(What is needed): Please print every one of the records below word for word, leaving the pictures out of your answer.

───── The data ─────

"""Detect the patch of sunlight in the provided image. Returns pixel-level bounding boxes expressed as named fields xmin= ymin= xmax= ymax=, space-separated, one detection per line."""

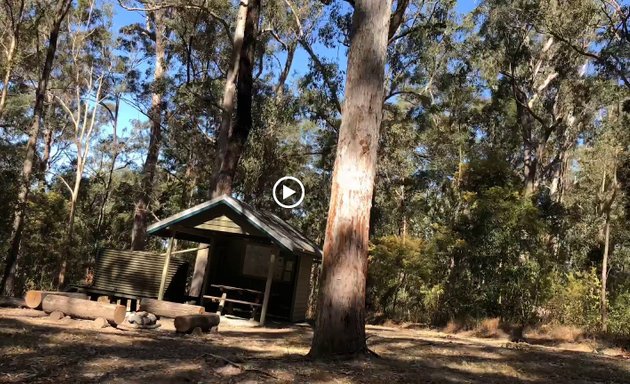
xmin=444 ymin=360 xmax=542 ymax=382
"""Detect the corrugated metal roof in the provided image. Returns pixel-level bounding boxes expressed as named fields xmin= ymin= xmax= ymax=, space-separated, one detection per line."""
xmin=147 ymin=195 xmax=322 ymax=258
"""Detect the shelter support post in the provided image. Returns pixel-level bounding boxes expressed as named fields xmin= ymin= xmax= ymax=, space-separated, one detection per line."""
xmin=188 ymin=239 xmax=214 ymax=299
xmin=158 ymin=237 xmax=173 ymax=300
xmin=259 ymin=248 xmax=278 ymax=325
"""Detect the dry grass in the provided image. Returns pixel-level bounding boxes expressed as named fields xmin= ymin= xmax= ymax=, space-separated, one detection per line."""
xmin=529 ymin=325 xmax=584 ymax=343
xmin=0 ymin=309 xmax=630 ymax=384
xmin=472 ymin=317 xmax=507 ymax=339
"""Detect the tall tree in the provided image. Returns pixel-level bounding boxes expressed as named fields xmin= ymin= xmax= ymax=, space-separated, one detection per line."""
xmin=131 ymin=7 xmax=169 ymax=250
xmin=189 ymin=0 xmax=260 ymax=297
xmin=211 ymin=0 xmax=260 ymax=197
xmin=57 ymin=0 xmax=113 ymax=287
xmin=310 ymin=0 xmax=392 ymax=358
xmin=0 ymin=0 xmax=72 ymax=295
xmin=0 ymin=0 xmax=26 ymax=117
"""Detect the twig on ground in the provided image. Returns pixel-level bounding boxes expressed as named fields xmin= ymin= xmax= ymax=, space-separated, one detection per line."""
xmin=201 ymin=352 xmax=278 ymax=379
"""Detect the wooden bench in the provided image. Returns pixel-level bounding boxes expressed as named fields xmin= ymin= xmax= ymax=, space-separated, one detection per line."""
xmin=203 ymin=285 xmax=262 ymax=320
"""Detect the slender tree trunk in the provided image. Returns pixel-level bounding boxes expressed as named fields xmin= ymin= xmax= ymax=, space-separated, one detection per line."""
xmin=213 ymin=0 xmax=261 ymax=197
xmin=600 ymin=214 xmax=610 ymax=332
xmin=94 ymin=95 xmax=120 ymax=238
xmin=189 ymin=0 xmax=260 ymax=297
xmin=0 ymin=0 xmax=72 ymax=295
xmin=275 ymin=43 xmax=297 ymax=98
xmin=0 ymin=34 xmax=17 ymax=117
xmin=131 ymin=9 xmax=166 ymax=251
xmin=210 ymin=0 xmax=252 ymax=198
xmin=309 ymin=0 xmax=392 ymax=358
xmin=39 ymin=99 xmax=55 ymax=192
xmin=57 ymin=158 xmax=84 ymax=289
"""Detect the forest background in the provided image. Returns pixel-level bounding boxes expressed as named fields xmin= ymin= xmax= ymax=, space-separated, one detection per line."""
xmin=0 ymin=0 xmax=630 ymax=336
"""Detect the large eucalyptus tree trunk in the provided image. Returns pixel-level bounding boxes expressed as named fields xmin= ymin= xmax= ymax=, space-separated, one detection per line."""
xmin=211 ymin=0 xmax=260 ymax=198
xmin=0 ymin=0 xmax=72 ymax=295
xmin=189 ymin=0 xmax=260 ymax=297
xmin=309 ymin=0 xmax=392 ymax=358
xmin=0 ymin=0 xmax=26 ymax=117
xmin=131 ymin=9 xmax=167 ymax=251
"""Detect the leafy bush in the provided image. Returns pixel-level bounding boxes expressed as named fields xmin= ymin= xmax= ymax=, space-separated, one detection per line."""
xmin=608 ymin=292 xmax=630 ymax=337
xmin=546 ymin=268 xmax=601 ymax=332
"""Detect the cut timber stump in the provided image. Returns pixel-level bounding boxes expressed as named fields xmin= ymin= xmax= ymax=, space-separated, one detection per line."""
xmin=174 ymin=313 xmax=221 ymax=333
xmin=0 ymin=296 xmax=26 ymax=308
xmin=24 ymin=291 xmax=88 ymax=309
xmin=42 ymin=295 xmax=126 ymax=324
xmin=94 ymin=317 xmax=109 ymax=329
xmin=140 ymin=298 xmax=205 ymax=318
xmin=48 ymin=311 xmax=66 ymax=320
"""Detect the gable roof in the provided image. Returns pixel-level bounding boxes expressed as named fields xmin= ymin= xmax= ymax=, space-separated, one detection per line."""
xmin=147 ymin=195 xmax=322 ymax=258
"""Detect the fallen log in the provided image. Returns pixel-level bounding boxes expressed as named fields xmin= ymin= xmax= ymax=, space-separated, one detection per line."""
xmin=42 ymin=295 xmax=126 ymax=324
xmin=24 ymin=290 xmax=89 ymax=309
xmin=48 ymin=311 xmax=66 ymax=320
xmin=0 ymin=296 xmax=26 ymax=308
xmin=140 ymin=298 xmax=205 ymax=318
xmin=174 ymin=312 xmax=221 ymax=333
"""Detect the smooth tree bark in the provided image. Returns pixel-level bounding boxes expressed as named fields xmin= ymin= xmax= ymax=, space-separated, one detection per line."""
xmin=309 ymin=0 xmax=392 ymax=358
xmin=189 ymin=0 xmax=260 ymax=297
xmin=210 ymin=0 xmax=253 ymax=198
xmin=212 ymin=0 xmax=261 ymax=197
xmin=94 ymin=94 xmax=120 ymax=237
xmin=0 ymin=0 xmax=25 ymax=117
xmin=131 ymin=9 xmax=167 ymax=251
xmin=599 ymin=153 xmax=619 ymax=332
xmin=57 ymin=71 xmax=105 ymax=287
xmin=0 ymin=0 xmax=72 ymax=295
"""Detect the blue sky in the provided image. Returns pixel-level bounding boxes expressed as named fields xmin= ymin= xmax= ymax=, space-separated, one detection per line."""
xmin=113 ymin=0 xmax=478 ymax=135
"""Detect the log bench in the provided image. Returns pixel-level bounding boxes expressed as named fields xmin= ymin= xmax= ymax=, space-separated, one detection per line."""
xmin=203 ymin=292 xmax=262 ymax=320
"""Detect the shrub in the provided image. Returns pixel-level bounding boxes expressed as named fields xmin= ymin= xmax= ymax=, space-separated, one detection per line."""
xmin=608 ymin=292 xmax=630 ymax=337
xmin=546 ymin=268 xmax=601 ymax=332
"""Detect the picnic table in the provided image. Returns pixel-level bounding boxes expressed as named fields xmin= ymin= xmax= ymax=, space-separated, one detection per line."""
xmin=203 ymin=284 xmax=263 ymax=320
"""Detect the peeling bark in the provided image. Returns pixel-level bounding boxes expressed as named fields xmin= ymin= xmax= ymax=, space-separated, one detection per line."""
xmin=309 ymin=0 xmax=391 ymax=358
xmin=131 ymin=9 xmax=167 ymax=251
xmin=0 ymin=0 xmax=72 ymax=296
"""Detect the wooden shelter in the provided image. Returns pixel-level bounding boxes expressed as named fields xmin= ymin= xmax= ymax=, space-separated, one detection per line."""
xmin=147 ymin=196 xmax=322 ymax=323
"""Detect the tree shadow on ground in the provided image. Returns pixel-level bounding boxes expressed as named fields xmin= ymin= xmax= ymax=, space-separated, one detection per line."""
xmin=0 ymin=317 xmax=630 ymax=384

─────

(Complete response):
"""Detect the patch of sunlight in the provided image. Returns pixel-level bounding boxes expressed as named fields xmin= ymin= xmax= ymax=, space-separated, one detection per line."""

xmin=444 ymin=360 xmax=542 ymax=382
"""Detect the corrugated metal roof in the provided image. Returns pixel-level bounding boxes expressed as named fields xmin= ymin= xmax= ymax=, space-separated, one detection per line."""
xmin=147 ymin=195 xmax=322 ymax=258
"""Detect the shelter support post in the provided image. Returns pixel-level bounding boxes expressed as named fields xmin= ymin= xmax= ymax=, space-separated, one detection per line."""
xmin=188 ymin=239 xmax=214 ymax=299
xmin=158 ymin=237 xmax=173 ymax=300
xmin=259 ymin=248 xmax=278 ymax=325
"""Detect the dry grass in the provided image. Returns pixel-level bounding boxes expressed as named fields xmin= ymin= xmax= ymax=, space-separated, one detection per line."""
xmin=529 ymin=325 xmax=584 ymax=343
xmin=0 ymin=309 xmax=630 ymax=384
xmin=472 ymin=317 xmax=507 ymax=339
"""Detect the tall tree in the provided image. Returns pixel-level bounding boxes expressed as named fields xmin= ymin= xmax= ymax=, space-separated, one detection per line."""
xmin=131 ymin=7 xmax=169 ymax=250
xmin=189 ymin=0 xmax=260 ymax=297
xmin=211 ymin=0 xmax=260 ymax=197
xmin=57 ymin=0 xmax=113 ymax=287
xmin=310 ymin=0 xmax=392 ymax=358
xmin=0 ymin=0 xmax=72 ymax=295
xmin=0 ymin=0 xmax=26 ymax=117
"""Detect the twig on ground in the provided image. Returns pixel-level bounding boxes expressed as named fields xmin= ymin= xmax= ymax=, space-separated, one detection per line."""
xmin=201 ymin=352 xmax=278 ymax=379
"""Detect the wooden bench in the provided image. Returns pixel-level bounding boxes expressed as named fields xmin= ymin= xmax= ymax=, space-separated, one detection per line."""
xmin=203 ymin=285 xmax=262 ymax=320
"""Detect the slender tree trunk in the provided image. Returns pixel-level bounding boxes expressed as named fields xmin= ymin= xmax= ymax=, space-separated, one detection per line."""
xmin=213 ymin=0 xmax=261 ymax=197
xmin=600 ymin=214 xmax=610 ymax=332
xmin=94 ymin=95 xmax=120 ymax=238
xmin=189 ymin=0 xmax=260 ymax=297
xmin=0 ymin=0 xmax=72 ymax=295
xmin=275 ymin=43 xmax=297 ymax=98
xmin=0 ymin=34 xmax=17 ymax=117
xmin=131 ymin=9 xmax=166 ymax=251
xmin=210 ymin=0 xmax=252 ymax=198
xmin=309 ymin=0 xmax=392 ymax=358
xmin=39 ymin=99 xmax=55 ymax=192
xmin=57 ymin=158 xmax=84 ymax=289
"""Detect the forest background in the provided image. Returns pixel-level bounding boxes expressed as named fields xmin= ymin= xmax= ymax=, space-separated, one detection per line."""
xmin=0 ymin=0 xmax=630 ymax=336
"""Detect the large eucalyptus tree trunk in the provided image. Returns pixel-level bounding boxes expressed as named fields xmin= ymin= xmax= ymax=, space-separated, one detection per line."""
xmin=211 ymin=0 xmax=260 ymax=198
xmin=0 ymin=0 xmax=72 ymax=295
xmin=189 ymin=0 xmax=260 ymax=297
xmin=309 ymin=0 xmax=392 ymax=358
xmin=0 ymin=0 xmax=26 ymax=117
xmin=131 ymin=9 xmax=167 ymax=251
"""Detect the leafy bush in the provided image. Returns pixel-level bounding boxes expressed as named fields xmin= ymin= xmax= ymax=, space-separated, one detection per line."""
xmin=608 ymin=292 xmax=630 ymax=337
xmin=546 ymin=268 xmax=601 ymax=332
"""Detect the cut timber stump in the provided image. Returns pixel-level bounding boxes expressed as named fields xmin= ymin= xmax= ymax=, space-separated, one detection per line."""
xmin=174 ymin=313 xmax=221 ymax=333
xmin=0 ymin=296 xmax=26 ymax=308
xmin=24 ymin=291 xmax=88 ymax=309
xmin=42 ymin=295 xmax=126 ymax=324
xmin=94 ymin=317 xmax=109 ymax=329
xmin=140 ymin=298 xmax=205 ymax=318
xmin=48 ymin=311 xmax=66 ymax=320
"""Detect the gable roof in the provided image. Returns pixel-level bounding boxes expressed as named fields xmin= ymin= xmax= ymax=, space-separated, one detection per line."""
xmin=147 ymin=195 xmax=322 ymax=258
"""Detect the fallen log in the provided image. Returns pixel-level bounding boxes expressed as named fields xmin= ymin= xmax= ymax=, space-separated, one detection per line."""
xmin=42 ymin=295 xmax=126 ymax=324
xmin=24 ymin=290 xmax=89 ymax=309
xmin=48 ymin=311 xmax=66 ymax=320
xmin=0 ymin=296 xmax=26 ymax=308
xmin=140 ymin=298 xmax=205 ymax=318
xmin=174 ymin=312 xmax=221 ymax=333
"""Detect the smooth tree bark in the provided image. Returns pixel-level bounding boxes expressed as named fields xmin= ymin= xmax= ymax=, space-separated, one detection per line."""
xmin=309 ymin=0 xmax=392 ymax=358
xmin=189 ymin=0 xmax=260 ymax=297
xmin=210 ymin=0 xmax=253 ymax=198
xmin=212 ymin=0 xmax=261 ymax=197
xmin=94 ymin=94 xmax=120 ymax=237
xmin=0 ymin=0 xmax=25 ymax=117
xmin=131 ymin=9 xmax=167 ymax=251
xmin=599 ymin=153 xmax=619 ymax=332
xmin=57 ymin=71 xmax=105 ymax=287
xmin=0 ymin=0 xmax=72 ymax=295
"""Detect the blue sky in the provided image. Returns pixel-level bounding boxes expressed as named fields xmin= ymin= xmax= ymax=, space-separated, one detection per line."""
xmin=113 ymin=0 xmax=478 ymax=135
"""Detect the log bench in the provided image. Returns pixel-level bounding boxes expressed as named fields xmin= ymin= xmax= ymax=, space-separated, one detection per line."""
xmin=203 ymin=292 xmax=262 ymax=320
"""Detect the shrub in the provided image. Returns pixel-level bounding boxes expressed as named fields xmin= ymin= xmax= ymax=, space-separated, one detection per line."""
xmin=608 ymin=292 xmax=630 ymax=337
xmin=546 ymin=268 xmax=601 ymax=332
"""Detect the picnic table in the provided image. Returns pixel-level bounding boxes expressed as named fields xmin= ymin= xmax= ymax=, space-separated, one detection per line."""
xmin=203 ymin=284 xmax=263 ymax=320
"""Detect the peeling bark in the provided image. Returns pixel-level bounding boxes expressed as named fields xmin= ymin= xmax= ymax=, space-separated, one detection per line."""
xmin=309 ymin=0 xmax=391 ymax=358
xmin=131 ymin=9 xmax=167 ymax=251
xmin=0 ymin=0 xmax=72 ymax=296
"""Detect the wooden shelter in the provided image. Returns pixel-level bounding boxes expressed as named fields xmin= ymin= xmax= ymax=, space-separated, one detection per line."""
xmin=147 ymin=196 xmax=322 ymax=323
"""Detect the tree shadow on ground in the provided image. Returns pixel-level bounding boxes expressed as named fields xmin= ymin= xmax= ymax=, space-separated, one detection per line."""
xmin=0 ymin=317 xmax=630 ymax=384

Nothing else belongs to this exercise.